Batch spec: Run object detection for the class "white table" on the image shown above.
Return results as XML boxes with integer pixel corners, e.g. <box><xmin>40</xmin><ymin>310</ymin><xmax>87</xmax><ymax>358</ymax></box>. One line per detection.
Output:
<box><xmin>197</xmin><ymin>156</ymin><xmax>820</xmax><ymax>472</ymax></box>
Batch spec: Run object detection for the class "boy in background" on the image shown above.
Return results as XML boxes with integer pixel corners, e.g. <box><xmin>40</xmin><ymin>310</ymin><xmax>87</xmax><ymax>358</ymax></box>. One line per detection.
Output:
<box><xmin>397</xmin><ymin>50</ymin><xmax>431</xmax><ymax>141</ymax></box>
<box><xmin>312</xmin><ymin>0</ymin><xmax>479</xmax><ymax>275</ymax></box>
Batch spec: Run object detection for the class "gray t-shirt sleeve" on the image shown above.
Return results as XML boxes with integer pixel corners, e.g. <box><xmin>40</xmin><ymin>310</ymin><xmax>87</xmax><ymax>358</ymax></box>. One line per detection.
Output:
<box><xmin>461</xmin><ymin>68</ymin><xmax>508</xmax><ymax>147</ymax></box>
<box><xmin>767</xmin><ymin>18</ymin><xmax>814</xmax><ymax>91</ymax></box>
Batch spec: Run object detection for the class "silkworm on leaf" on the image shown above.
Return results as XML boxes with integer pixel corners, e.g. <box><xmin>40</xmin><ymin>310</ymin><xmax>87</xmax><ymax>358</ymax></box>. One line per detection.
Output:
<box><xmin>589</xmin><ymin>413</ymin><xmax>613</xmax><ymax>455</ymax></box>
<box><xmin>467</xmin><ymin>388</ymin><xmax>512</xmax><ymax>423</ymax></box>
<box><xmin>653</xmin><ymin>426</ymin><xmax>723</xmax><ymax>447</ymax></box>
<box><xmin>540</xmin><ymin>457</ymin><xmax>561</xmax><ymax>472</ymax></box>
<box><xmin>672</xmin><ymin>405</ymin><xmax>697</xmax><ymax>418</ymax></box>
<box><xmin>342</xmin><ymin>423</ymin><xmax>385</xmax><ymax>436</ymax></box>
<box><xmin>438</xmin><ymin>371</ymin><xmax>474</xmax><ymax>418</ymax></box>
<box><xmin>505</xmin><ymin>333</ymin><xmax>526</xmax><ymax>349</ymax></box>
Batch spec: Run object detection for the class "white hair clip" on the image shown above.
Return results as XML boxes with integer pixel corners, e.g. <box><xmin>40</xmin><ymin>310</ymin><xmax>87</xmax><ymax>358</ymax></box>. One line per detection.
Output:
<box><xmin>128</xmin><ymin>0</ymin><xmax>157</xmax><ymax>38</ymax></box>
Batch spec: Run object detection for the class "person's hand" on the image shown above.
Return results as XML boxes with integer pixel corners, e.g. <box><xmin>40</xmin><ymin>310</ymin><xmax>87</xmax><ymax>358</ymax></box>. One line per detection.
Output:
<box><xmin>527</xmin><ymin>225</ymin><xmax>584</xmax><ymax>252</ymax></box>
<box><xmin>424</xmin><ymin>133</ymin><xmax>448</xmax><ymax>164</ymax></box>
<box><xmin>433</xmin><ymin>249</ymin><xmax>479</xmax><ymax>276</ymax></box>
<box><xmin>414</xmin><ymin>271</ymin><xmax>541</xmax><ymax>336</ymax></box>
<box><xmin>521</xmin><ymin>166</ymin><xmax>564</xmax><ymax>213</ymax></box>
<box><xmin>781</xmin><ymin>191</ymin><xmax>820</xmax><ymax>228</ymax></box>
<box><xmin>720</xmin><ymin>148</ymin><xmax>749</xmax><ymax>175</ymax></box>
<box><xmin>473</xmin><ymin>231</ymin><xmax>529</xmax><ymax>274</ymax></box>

*-*-*

-- Direction --
How many lines of the listing above include the word "image"? Reply with the number alone.

-- Completed task --
6